-- Material provided --
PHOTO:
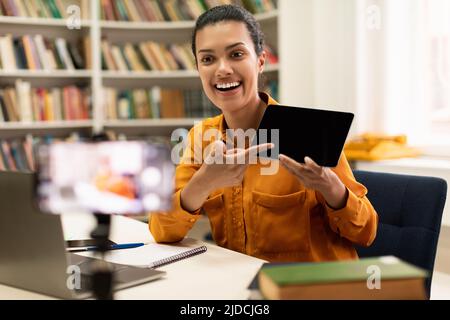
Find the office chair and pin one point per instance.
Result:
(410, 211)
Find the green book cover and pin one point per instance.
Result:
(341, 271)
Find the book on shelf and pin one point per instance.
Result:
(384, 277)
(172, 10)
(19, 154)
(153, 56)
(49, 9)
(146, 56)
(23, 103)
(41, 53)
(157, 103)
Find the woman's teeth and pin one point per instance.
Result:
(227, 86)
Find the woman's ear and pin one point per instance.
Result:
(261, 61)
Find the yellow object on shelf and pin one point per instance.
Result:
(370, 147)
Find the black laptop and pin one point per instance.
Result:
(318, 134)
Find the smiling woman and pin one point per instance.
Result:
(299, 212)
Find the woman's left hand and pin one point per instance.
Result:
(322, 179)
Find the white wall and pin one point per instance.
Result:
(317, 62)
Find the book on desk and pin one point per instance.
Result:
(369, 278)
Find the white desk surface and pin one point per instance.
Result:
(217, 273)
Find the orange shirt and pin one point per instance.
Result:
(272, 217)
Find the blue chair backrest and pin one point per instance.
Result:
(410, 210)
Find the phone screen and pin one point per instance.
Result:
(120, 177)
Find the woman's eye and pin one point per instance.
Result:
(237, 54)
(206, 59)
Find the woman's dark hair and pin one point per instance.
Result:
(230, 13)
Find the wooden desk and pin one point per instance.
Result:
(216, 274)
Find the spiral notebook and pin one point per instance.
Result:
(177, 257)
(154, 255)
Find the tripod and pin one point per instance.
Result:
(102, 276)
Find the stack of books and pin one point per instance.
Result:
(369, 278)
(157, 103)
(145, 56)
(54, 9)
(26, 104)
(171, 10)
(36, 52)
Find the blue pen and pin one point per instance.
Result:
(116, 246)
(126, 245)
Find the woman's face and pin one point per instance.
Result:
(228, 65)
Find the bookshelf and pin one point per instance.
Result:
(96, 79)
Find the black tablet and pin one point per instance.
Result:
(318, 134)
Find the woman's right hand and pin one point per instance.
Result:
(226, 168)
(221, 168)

-- The problem --
All lines of the data above that include the word "hand" must be shown.

-- Your response --
Find the woman's left hand and pin one point per instance.
Find the woman's right hand and pin one point per instance.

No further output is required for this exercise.